Input:
********************

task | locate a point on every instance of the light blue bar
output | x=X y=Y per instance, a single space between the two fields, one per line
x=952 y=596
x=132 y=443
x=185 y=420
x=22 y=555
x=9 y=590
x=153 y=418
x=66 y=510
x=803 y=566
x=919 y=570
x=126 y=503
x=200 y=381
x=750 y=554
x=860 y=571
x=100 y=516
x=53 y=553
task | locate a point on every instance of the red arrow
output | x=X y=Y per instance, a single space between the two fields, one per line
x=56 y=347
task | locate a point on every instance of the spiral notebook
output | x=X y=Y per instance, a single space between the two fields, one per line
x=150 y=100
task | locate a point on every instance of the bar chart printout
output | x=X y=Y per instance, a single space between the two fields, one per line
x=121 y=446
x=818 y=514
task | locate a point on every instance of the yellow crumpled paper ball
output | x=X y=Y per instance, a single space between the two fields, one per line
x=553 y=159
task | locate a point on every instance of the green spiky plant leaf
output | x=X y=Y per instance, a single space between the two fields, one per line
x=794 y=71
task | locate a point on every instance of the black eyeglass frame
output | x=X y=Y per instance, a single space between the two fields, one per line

********************

Aim: Rewrite everything from the line containing "task | locate a point on every instance of the bar" down to the end of the data, changing "one per line" to "each on its own line" and leaving all else as it is. Give back only those lines.

Final answer:
task | locate a point on every instance of the bar chart printout
output | x=X y=Y per instance, a single space between the two fields, each on its own line
x=121 y=446
x=818 y=514
task | locate a point on every instance of the yellow crumpled paper ball
output | x=X y=Y per instance, a single space between the two fields, each on its own line
x=553 y=159
task | locate a point on every instance of the green spiky plant leaf
output | x=X y=Y per instance, a single space between the two fields, each on its own line
x=794 y=71
task | locate a point on every instance of the black eyeglass frame
output | x=X y=Y per instance, a single space between the two fields, each on its own line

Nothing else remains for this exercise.